Records of labeled boxes:
- - -

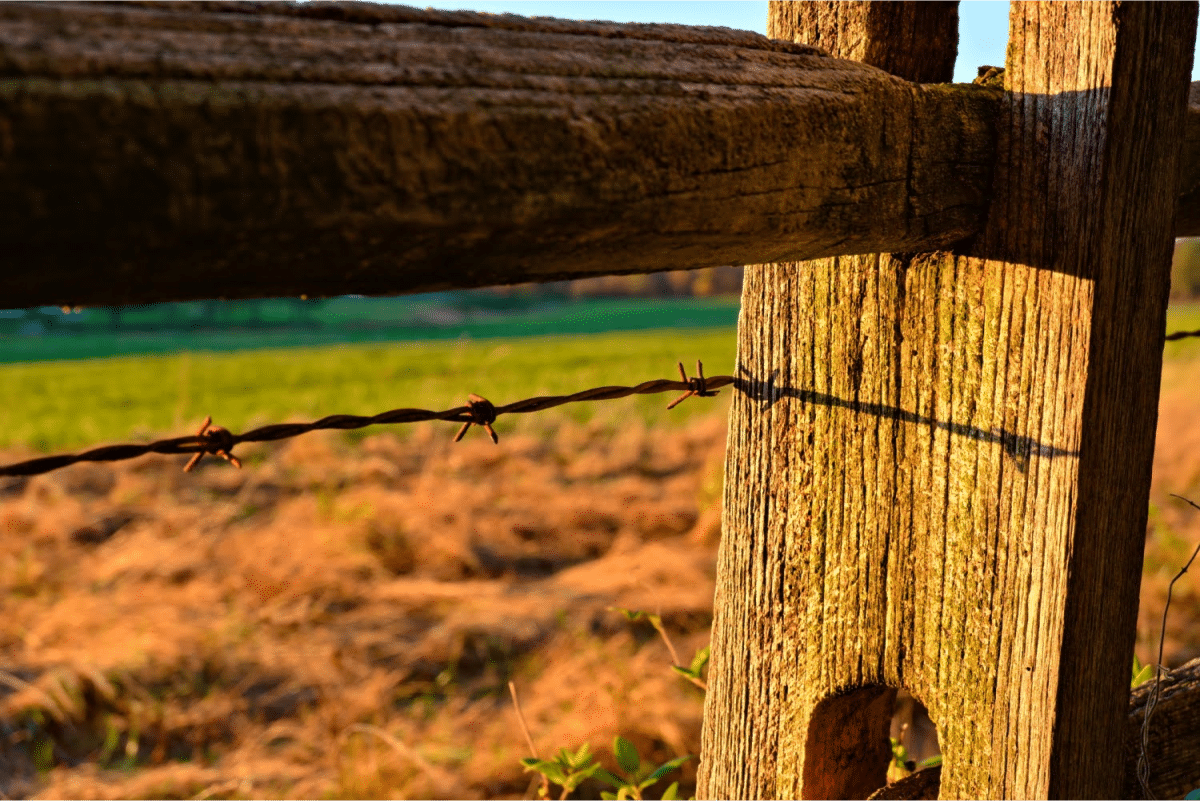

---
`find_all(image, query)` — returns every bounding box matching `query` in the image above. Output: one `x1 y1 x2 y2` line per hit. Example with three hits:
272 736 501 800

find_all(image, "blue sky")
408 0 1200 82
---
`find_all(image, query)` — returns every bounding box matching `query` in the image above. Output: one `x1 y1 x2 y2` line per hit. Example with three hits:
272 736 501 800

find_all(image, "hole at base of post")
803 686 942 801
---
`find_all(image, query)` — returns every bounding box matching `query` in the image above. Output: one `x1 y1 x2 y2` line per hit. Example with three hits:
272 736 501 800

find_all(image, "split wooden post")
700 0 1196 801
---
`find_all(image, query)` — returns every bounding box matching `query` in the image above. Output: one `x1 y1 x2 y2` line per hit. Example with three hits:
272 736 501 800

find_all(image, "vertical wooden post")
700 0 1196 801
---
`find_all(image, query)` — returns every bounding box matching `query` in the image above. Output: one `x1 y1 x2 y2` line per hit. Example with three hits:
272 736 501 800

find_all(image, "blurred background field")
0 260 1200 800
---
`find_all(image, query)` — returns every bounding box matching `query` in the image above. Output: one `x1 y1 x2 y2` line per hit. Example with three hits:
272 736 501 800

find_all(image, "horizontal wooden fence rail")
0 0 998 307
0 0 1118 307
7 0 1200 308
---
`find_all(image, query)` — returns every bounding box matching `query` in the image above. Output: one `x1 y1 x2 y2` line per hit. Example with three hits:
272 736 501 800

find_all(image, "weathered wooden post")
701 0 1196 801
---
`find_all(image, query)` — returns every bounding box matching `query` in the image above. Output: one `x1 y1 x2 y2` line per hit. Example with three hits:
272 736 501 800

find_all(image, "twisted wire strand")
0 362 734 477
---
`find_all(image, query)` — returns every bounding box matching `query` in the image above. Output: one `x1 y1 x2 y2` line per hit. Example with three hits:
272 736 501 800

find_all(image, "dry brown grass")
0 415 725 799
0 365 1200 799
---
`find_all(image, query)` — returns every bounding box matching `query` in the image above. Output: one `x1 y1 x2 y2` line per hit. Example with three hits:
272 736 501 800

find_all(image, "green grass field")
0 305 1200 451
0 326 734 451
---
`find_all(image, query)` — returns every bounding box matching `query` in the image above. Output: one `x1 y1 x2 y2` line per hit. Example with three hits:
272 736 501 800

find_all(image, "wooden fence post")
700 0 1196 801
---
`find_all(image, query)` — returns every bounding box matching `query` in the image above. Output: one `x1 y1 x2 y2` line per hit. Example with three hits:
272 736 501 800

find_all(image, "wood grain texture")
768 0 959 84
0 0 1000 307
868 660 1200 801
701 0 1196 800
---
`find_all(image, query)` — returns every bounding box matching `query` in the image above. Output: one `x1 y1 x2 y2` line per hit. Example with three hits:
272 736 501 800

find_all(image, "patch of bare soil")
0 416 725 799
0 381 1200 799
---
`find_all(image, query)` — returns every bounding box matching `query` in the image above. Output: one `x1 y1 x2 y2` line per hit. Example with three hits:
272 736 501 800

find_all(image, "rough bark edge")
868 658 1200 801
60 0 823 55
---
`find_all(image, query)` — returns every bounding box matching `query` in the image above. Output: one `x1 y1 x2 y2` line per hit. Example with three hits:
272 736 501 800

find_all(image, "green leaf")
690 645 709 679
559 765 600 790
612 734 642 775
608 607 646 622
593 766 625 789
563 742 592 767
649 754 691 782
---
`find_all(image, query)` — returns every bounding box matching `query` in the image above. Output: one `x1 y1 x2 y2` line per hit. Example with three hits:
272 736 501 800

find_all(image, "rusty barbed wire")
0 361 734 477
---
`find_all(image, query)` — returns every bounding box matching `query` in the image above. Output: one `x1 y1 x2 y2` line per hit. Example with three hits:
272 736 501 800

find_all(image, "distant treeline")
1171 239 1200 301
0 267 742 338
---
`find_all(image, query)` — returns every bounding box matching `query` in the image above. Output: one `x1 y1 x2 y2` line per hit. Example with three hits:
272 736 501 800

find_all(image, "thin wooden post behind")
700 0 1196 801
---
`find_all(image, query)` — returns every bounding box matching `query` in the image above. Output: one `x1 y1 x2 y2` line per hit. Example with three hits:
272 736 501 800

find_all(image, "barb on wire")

- - -

What is expected
Which lines in the data above contain the string "grass"? Pull out each of them, matching case exactly.

Reply
find_all(image, "dry brown grass")
find_all(image, "green grass field")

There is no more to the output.